### Kaynak belge:
Vergi barışı,
Hazine'ye varlık barışından daha çok gelir getirir
Geçen günlerde yine vergi affı dedikoduları çıktı. Bu
arada bir toplantıda Maliye Bakanı, vergide af
olmayacağını hatta bunun anayasaya dahi yazılması
gerektiğini söyledi. Bakanın basına yansıyan demeci
dikkatlice okunduğunda, vergide derken, vergi aslını
kastettiği izlenimini edindik.
Biz de yazımızda bunu irdeleyelim, yani vergi aslında af
olur mu sorusunun cevabını irdeleyelim istedik.
Uygulamada yasa koyucular, "af kanunu" veya "af"

### Amaç:
Vergi affı üzerine yazıyı son sözcüklerinin ardından sürdürebilir misiniz?

### Veri kesiti:

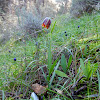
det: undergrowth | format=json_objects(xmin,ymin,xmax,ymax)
[{"xmin": 0, "ymin": 14, "xmax": 100, "ymax": 100}]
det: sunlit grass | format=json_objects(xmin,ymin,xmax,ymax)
[{"xmin": 0, "ymin": 14, "xmax": 100, "ymax": 98}]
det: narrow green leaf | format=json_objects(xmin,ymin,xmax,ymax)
[
  {"xmin": 50, "ymin": 60, "xmax": 60, "ymax": 85},
  {"xmin": 67, "ymin": 55, "xmax": 72, "ymax": 69},
  {"xmin": 61, "ymin": 54, "xmax": 67, "ymax": 73},
  {"xmin": 55, "ymin": 70, "xmax": 69, "ymax": 78}
]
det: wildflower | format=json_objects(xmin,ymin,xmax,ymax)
[
  {"xmin": 42, "ymin": 17, "xmax": 51, "ymax": 29},
  {"xmin": 65, "ymin": 31, "xmax": 66, "ymax": 33},
  {"xmin": 36, "ymin": 42, "xmax": 38, "ymax": 45},
  {"xmin": 78, "ymin": 25, "xmax": 80, "ymax": 28},
  {"xmin": 14, "ymin": 58, "xmax": 16, "ymax": 61}
]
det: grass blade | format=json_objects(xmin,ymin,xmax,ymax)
[{"xmin": 97, "ymin": 70, "xmax": 100, "ymax": 97}]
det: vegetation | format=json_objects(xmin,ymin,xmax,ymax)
[
  {"xmin": 0, "ymin": 0, "xmax": 100, "ymax": 100},
  {"xmin": 0, "ymin": 13, "xmax": 100, "ymax": 100}
]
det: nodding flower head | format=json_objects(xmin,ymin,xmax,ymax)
[{"xmin": 42, "ymin": 17, "xmax": 51, "ymax": 29}]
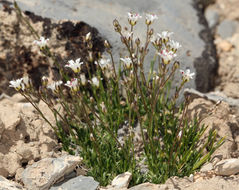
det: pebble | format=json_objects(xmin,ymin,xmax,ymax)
[
  {"xmin": 129, "ymin": 183, "xmax": 166, "ymax": 190},
  {"xmin": 214, "ymin": 158, "xmax": 239, "ymax": 176},
  {"xmin": 217, "ymin": 20, "xmax": 238, "ymax": 39},
  {"xmin": 50, "ymin": 176, "xmax": 99, "ymax": 190},
  {"xmin": 205, "ymin": 7, "xmax": 219, "ymax": 28},
  {"xmin": 22, "ymin": 155, "xmax": 82, "ymax": 190},
  {"xmin": 0, "ymin": 176, "xmax": 23, "ymax": 190},
  {"xmin": 217, "ymin": 40, "xmax": 232, "ymax": 52}
]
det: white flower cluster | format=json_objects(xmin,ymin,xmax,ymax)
[
  {"xmin": 9, "ymin": 76, "xmax": 31, "ymax": 91},
  {"xmin": 65, "ymin": 58, "xmax": 83, "ymax": 73},
  {"xmin": 33, "ymin": 36, "xmax": 49, "ymax": 48}
]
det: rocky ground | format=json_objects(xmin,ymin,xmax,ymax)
[{"xmin": 0, "ymin": 0, "xmax": 239, "ymax": 190}]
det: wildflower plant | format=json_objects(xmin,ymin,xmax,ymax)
[{"xmin": 10, "ymin": 4, "xmax": 223, "ymax": 185}]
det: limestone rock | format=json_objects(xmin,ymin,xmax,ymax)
[
  {"xmin": 22, "ymin": 155, "xmax": 81, "ymax": 190},
  {"xmin": 50, "ymin": 176, "xmax": 99, "ymax": 190},
  {"xmin": 129, "ymin": 183, "xmax": 168, "ymax": 190},
  {"xmin": 204, "ymin": 7, "xmax": 219, "ymax": 28},
  {"xmin": 217, "ymin": 20, "xmax": 238, "ymax": 39},
  {"xmin": 214, "ymin": 158, "xmax": 239, "ymax": 176},
  {"xmin": 0, "ymin": 176, "xmax": 23, "ymax": 190},
  {"xmin": 200, "ymin": 163, "xmax": 213, "ymax": 172},
  {"xmin": 0, "ymin": 95, "xmax": 57, "ymax": 177},
  {"xmin": 111, "ymin": 172, "xmax": 132, "ymax": 189}
]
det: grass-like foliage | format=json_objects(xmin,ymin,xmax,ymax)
[{"xmin": 10, "ymin": 2, "xmax": 223, "ymax": 185}]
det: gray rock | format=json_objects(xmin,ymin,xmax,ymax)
[
  {"xmin": 214, "ymin": 158, "xmax": 239, "ymax": 176},
  {"xmin": 14, "ymin": 0, "xmax": 217, "ymax": 96},
  {"xmin": 0, "ymin": 176, "xmax": 23, "ymax": 190},
  {"xmin": 22, "ymin": 155, "xmax": 82, "ymax": 190},
  {"xmin": 184, "ymin": 88, "xmax": 239, "ymax": 108},
  {"xmin": 50, "ymin": 176, "xmax": 99, "ymax": 190},
  {"xmin": 204, "ymin": 7, "xmax": 219, "ymax": 28},
  {"xmin": 217, "ymin": 20, "xmax": 238, "ymax": 39}
]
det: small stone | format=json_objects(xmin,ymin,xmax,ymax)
[
  {"xmin": 217, "ymin": 20, "xmax": 238, "ymax": 39},
  {"xmin": 205, "ymin": 7, "xmax": 219, "ymax": 28},
  {"xmin": 217, "ymin": 40, "xmax": 232, "ymax": 52},
  {"xmin": 22, "ymin": 155, "xmax": 82, "ymax": 190},
  {"xmin": 111, "ymin": 172, "xmax": 132, "ymax": 188},
  {"xmin": 0, "ymin": 176, "xmax": 23, "ymax": 190},
  {"xmin": 129, "ymin": 183, "xmax": 164, "ymax": 190},
  {"xmin": 0, "ymin": 100, "xmax": 21, "ymax": 131},
  {"xmin": 50, "ymin": 176, "xmax": 99, "ymax": 190},
  {"xmin": 200, "ymin": 163, "xmax": 213, "ymax": 172},
  {"xmin": 214, "ymin": 158, "xmax": 239, "ymax": 176}
]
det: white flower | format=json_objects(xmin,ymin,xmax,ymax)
[
  {"xmin": 169, "ymin": 40, "xmax": 182, "ymax": 51},
  {"xmin": 157, "ymin": 31, "xmax": 173, "ymax": 41},
  {"xmin": 9, "ymin": 78, "xmax": 25, "ymax": 91},
  {"xmin": 180, "ymin": 69, "xmax": 195, "ymax": 81},
  {"xmin": 65, "ymin": 58, "xmax": 83, "ymax": 73},
  {"xmin": 95, "ymin": 58, "xmax": 110, "ymax": 69},
  {"xmin": 65, "ymin": 78, "xmax": 78, "ymax": 91},
  {"xmin": 128, "ymin": 13, "xmax": 142, "ymax": 26},
  {"xmin": 146, "ymin": 14, "xmax": 158, "ymax": 25},
  {"xmin": 47, "ymin": 80, "xmax": 63, "ymax": 92},
  {"xmin": 33, "ymin": 36, "xmax": 49, "ymax": 48},
  {"xmin": 22, "ymin": 75, "xmax": 31, "ymax": 87},
  {"xmin": 80, "ymin": 74, "xmax": 86, "ymax": 86},
  {"xmin": 123, "ymin": 31, "xmax": 133, "ymax": 40},
  {"xmin": 91, "ymin": 77, "xmax": 100, "ymax": 88},
  {"xmin": 120, "ymin": 57, "xmax": 132, "ymax": 69},
  {"xmin": 158, "ymin": 49, "xmax": 177, "ymax": 64}
]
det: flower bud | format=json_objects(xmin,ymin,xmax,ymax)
[
  {"xmin": 173, "ymin": 61, "xmax": 180, "ymax": 70},
  {"xmin": 113, "ymin": 19, "xmax": 121, "ymax": 32},
  {"xmin": 135, "ymin": 38, "xmax": 140, "ymax": 46},
  {"xmin": 87, "ymin": 41, "xmax": 93, "ymax": 49},
  {"xmin": 88, "ymin": 51, "xmax": 94, "ymax": 62},
  {"xmin": 149, "ymin": 28, "xmax": 154, "ymax": 36},
  {"xmin": 90, "ymin": 97, "xmax": 94, "ymax": 103},
  {"xmin": 41, "ymin": 76, "xmax": 48, "ymax": 86},
  {"xmin": 85, "ymin": 32, "xmax": 92, "ymax": 42},
  {"xmin": 104, "ymin": 40, "xmax": 110, "ymax": 49},
  {"xmin": 120, "ymin": 101, "xmax": 126, "ymax": 106}
]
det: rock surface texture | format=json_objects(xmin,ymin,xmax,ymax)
[
  {"xmin": 22, "ymin": 155, "xmax": 81, "ymax": 190},
  {"xmin": 14, "ymin": 0, "xmax": 218, "ymax": 95}
]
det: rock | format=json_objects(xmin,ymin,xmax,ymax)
[
  {"xmin": 223, "ymin": 81, "xmax": 239, "ymax": 99},
  {"xmin": 50, "ymin": 176, "xmax": 99, "ymax": 190},
  {"xmin": 0, "ymin": 100, "xmax": 21, "ymax": 131},
  {"xmin": 15, "ymin": 0, "xmax": 217, "ymax": 96},
  {"xmin": 129, "ymin": 183, "xmax": 168, "ymax": 190},
  {"xmin": 0, "ymin": 95, "xmax": 58, "ymax": 177},
  {"xmin": 217, "ymin": 20, "xmax": 238, "ymax": 39},
  {"xmin": 217, "ymin": 40, "xmax": 232, "ymax": 52},
  {"xmin": 187, "ymin": 98, "xmax": 238, "ymax": 159},
  {"xmin": 214, "ymin": 158, "xmax": 239, "ymax": 176},
  {"xmin": 22, "ymin": 155, "xmax": 82, "ymax": 190},
  {"xmin": 0, "ymin": 176, "xmax": 23, "ymax": 190},
  {"xmin": 204, "ymin": 7, "xmax": 219, "ymax": 29},
  {"xmin": 111, "ymin": 172, "xmax": 132, "ymax": 189},
  {"xmin": 200, "ymin": 163, "xmax": 213, "ymax": 172}
]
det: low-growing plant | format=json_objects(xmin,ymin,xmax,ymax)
[{"xmin": 10, "ymin": 4, "xmax": 223, "ymax": 185}]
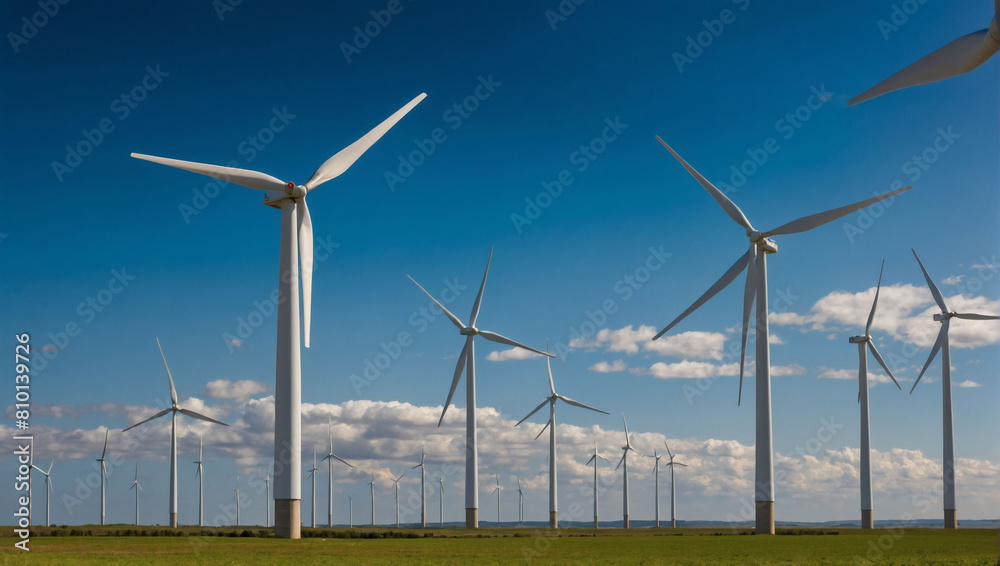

### Görevin yanıtı:
sözcüklerini kullanmaktan, bu kavramın yaratacağı
olumsuz çağrışımlar veya tepkilerden çekinerek
kaçınırlar. Nitekim ülkemizde çıkarılmış vergi af
yasalarında da 1960 öncesinde "terkin" veya "tasfiye",
1960 sonrasında "vergi cezalarının tasfiyesi",
"tahsilatın hızlandırılması", "özel uzlaşma" gibi
adların kullanıldığını görmekteyiz. Bu gözlemi, yabancı
ülkeler için de yapmak mümkündür. Bu konuda en ilginç
örneği Teksas eyaleti oluşturmaktadır. Bu eyaletçe kabul
edilen af programlarından birisinde, vergi affı
uygulaması "maziyi temizleme programı (wipe the slate
clean) olarak adlandırılmıştır.
Af yetkisi, anayasal dayanağını anayasanın 87 ve 104.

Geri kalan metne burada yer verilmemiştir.